--- start DATA SUPPLIED ---
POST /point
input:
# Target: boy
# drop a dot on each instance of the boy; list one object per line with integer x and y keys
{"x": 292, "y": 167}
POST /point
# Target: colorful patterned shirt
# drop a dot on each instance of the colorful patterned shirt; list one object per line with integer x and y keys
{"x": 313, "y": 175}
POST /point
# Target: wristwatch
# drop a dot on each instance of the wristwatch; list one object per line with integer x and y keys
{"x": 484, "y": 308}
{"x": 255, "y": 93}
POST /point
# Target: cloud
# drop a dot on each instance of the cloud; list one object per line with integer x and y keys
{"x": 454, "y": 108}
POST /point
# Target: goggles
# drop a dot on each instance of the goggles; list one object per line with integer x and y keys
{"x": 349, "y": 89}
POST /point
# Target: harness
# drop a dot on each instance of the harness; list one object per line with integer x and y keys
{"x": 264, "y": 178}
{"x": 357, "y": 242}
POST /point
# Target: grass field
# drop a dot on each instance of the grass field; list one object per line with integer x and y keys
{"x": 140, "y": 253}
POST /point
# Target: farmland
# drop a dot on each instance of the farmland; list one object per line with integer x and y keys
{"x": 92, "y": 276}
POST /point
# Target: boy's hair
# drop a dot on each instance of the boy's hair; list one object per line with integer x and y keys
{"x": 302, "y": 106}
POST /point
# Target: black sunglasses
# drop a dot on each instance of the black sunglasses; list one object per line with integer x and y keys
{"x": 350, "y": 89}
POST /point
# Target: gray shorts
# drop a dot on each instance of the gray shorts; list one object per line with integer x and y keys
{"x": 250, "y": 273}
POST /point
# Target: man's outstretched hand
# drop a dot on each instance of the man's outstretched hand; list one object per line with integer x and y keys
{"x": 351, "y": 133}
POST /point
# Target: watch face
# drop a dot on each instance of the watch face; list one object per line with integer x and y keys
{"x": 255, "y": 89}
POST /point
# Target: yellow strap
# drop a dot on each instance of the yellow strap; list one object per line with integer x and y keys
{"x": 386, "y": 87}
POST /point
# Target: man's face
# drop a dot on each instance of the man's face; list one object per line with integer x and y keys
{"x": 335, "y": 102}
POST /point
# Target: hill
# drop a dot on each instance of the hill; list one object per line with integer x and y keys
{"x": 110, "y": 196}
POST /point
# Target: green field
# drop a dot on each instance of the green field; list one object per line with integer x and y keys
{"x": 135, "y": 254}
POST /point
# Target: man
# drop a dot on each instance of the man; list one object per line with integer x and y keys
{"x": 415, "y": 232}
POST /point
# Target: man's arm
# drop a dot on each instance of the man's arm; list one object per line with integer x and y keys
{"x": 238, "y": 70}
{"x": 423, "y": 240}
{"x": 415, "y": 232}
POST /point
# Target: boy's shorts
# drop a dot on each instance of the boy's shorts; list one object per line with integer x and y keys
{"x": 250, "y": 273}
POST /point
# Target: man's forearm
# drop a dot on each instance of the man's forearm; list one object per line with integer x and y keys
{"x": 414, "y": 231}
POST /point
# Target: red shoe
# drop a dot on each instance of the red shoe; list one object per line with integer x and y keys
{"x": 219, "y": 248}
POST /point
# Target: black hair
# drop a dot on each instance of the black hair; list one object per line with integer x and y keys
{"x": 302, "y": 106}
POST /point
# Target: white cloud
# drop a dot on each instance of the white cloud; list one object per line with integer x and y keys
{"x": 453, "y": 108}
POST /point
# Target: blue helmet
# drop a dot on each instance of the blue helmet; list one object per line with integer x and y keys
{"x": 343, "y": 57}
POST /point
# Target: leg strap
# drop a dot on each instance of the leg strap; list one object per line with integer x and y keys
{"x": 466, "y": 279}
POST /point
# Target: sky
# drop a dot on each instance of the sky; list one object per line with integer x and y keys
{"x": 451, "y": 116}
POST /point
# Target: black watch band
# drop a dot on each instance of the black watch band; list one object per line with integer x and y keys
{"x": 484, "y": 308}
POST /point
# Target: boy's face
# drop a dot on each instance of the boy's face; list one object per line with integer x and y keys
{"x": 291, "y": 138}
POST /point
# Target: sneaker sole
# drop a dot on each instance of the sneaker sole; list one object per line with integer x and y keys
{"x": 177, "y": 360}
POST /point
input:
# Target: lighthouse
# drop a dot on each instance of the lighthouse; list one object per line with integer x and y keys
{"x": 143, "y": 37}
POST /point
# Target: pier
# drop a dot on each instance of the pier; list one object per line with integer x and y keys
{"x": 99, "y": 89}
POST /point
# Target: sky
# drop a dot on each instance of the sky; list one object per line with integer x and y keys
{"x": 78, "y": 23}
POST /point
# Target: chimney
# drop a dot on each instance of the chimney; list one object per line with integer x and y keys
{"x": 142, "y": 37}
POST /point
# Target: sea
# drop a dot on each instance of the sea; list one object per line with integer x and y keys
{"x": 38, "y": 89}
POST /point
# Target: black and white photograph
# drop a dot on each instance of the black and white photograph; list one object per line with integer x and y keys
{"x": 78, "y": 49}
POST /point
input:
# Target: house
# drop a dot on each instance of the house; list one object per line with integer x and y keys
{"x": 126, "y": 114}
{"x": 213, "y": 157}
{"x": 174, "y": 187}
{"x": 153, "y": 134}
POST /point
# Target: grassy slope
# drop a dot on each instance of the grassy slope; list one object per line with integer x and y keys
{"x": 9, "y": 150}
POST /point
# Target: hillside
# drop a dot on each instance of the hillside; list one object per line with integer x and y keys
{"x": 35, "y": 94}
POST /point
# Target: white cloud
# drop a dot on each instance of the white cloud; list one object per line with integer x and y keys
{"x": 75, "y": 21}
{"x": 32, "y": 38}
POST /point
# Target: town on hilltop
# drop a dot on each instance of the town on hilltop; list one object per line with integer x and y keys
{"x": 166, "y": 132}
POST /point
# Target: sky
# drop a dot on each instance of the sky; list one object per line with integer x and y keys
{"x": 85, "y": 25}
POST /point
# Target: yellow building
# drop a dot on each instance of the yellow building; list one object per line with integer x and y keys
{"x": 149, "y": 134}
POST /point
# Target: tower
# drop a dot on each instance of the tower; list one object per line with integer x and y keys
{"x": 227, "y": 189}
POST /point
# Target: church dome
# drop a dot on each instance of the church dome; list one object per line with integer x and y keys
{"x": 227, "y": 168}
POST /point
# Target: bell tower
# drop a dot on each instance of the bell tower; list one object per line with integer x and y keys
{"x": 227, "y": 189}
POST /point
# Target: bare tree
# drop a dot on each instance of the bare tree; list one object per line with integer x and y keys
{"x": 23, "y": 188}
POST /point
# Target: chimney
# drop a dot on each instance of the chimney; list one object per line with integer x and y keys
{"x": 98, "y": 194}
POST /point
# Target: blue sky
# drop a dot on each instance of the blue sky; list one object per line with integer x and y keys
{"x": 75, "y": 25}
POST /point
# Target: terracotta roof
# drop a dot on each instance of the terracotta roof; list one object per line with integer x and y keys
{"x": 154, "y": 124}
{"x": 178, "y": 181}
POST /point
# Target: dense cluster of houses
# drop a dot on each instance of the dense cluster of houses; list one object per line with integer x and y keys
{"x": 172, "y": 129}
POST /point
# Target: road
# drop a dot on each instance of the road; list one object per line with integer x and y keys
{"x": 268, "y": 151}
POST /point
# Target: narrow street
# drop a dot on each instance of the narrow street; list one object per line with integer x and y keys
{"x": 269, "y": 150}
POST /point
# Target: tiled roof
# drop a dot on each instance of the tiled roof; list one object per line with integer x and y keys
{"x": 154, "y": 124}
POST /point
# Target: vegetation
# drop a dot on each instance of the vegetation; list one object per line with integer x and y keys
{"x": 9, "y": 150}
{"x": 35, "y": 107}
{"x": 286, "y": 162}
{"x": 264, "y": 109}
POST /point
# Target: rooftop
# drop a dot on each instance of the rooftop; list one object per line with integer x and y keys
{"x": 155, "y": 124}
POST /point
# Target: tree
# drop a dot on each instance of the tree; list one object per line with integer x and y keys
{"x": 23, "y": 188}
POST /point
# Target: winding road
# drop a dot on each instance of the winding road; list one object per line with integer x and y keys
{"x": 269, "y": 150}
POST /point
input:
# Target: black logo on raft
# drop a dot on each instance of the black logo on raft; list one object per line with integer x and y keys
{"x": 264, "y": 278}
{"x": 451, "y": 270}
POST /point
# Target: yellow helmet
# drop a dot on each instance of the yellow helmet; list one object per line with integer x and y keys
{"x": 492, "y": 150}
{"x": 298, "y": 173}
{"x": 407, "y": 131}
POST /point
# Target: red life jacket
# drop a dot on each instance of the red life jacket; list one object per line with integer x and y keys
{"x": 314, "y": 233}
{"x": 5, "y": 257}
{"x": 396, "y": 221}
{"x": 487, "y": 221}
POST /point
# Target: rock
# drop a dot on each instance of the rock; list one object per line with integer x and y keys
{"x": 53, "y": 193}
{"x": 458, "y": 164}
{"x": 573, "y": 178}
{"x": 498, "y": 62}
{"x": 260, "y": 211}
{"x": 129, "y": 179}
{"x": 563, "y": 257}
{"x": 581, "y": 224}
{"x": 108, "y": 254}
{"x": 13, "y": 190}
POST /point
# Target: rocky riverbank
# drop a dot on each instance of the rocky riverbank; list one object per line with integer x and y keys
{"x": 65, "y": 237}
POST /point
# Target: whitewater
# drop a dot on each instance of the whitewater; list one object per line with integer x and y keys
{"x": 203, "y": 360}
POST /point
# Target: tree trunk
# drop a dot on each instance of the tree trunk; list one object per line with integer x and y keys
--- end DATA SUPPLIED ---
* YOUR GOAL *
State the number of lines in the records above that contain the string "colorful". Give only the number.

* RESPONSE TO THE TASK *
2